▶ [Directions]: Search the material for the string "plant", then return every line where it is found.

───

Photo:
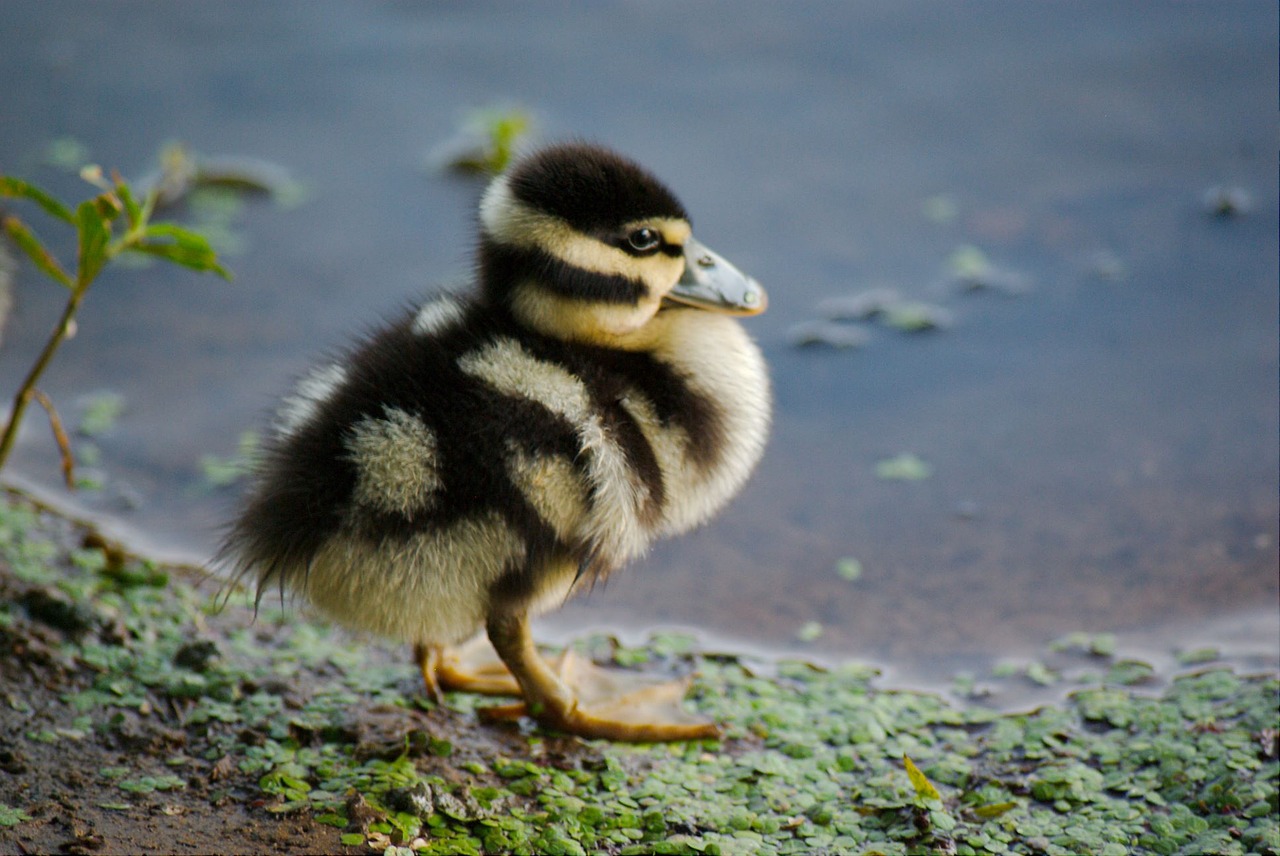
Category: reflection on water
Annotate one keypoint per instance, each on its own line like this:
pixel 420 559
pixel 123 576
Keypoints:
pixel 1102 448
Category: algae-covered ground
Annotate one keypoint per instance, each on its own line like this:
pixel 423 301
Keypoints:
pixel 136 715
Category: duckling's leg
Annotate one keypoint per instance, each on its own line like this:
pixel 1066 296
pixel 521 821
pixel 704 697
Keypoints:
pixel 465 669
pixel 647 714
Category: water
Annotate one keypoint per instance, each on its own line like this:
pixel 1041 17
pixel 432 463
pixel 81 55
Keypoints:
pixel 1104 448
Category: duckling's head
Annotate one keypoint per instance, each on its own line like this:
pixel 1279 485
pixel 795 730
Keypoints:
pixel 584 245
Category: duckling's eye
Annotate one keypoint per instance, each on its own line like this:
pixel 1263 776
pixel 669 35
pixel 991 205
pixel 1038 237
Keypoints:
pixel 644 239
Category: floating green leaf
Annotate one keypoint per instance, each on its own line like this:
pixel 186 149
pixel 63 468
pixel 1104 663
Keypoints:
pixel 924 790
pixel 903 467
pixel 849 568
pixel 12 816
pixel 26 241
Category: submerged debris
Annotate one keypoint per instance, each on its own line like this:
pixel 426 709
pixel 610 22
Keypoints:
pixel 903 467
pixel 182 172
pixel 860 306
pixel 1226 201
pixel 915 317
pixel 827 333
pixel 970 270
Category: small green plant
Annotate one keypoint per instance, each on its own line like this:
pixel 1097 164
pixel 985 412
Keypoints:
pixel 112 223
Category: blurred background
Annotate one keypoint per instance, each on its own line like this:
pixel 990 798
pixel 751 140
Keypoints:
pixel 1061 420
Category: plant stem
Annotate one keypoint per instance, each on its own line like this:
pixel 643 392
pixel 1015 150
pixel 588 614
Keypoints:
pixel 27 390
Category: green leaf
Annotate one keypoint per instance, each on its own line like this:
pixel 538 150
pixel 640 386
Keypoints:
pixel 179 236
pixel 41 257
pixel 993 810
pixel 187 256
pixel 904 467
pixel 924 788
pixel 12 816
pixel 95 230
pixel 23 190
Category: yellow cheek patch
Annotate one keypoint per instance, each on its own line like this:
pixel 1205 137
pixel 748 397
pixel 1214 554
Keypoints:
pixel 513 223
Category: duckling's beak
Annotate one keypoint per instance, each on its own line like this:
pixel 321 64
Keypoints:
pixel 712 283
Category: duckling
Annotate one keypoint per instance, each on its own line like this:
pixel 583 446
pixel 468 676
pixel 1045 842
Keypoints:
pixel 487 456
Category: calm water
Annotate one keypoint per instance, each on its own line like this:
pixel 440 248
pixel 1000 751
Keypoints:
pixel 1104 448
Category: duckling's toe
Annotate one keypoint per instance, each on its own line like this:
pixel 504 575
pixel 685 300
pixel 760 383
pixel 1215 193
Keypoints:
pixel 611 704
pixel 624 705
pixel 474 667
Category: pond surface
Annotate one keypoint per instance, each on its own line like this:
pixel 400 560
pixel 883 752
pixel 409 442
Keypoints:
pixel 1101 444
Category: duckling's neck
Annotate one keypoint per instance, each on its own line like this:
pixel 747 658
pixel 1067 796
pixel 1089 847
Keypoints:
pixel 723 366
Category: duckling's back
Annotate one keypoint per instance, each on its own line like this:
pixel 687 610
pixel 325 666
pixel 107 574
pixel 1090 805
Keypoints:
pixel 457 456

───

▶ [Reply to the task]:
Category: small green plant
Category: plant stem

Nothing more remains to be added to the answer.